Problem to solve -> From the first line to the last, return the material exactly.
Data to examine Block Start
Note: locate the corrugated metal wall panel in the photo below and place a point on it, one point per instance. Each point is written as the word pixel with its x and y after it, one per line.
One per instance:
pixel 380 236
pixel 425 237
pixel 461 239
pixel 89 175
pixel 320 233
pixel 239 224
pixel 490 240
Data to examine Block End
Answer for this exercise ->
Note: locate the corrugated metal wall panel in the photo below and place a point on it, one point per instance. Each point is written as the word pixel with its x and y after it, one per line.
One per instance:
pixel 380 236
pixel 425 237
pixel 461 239
pixel 89 175
pixel 320 233
pixel 239 224
pixel 490 240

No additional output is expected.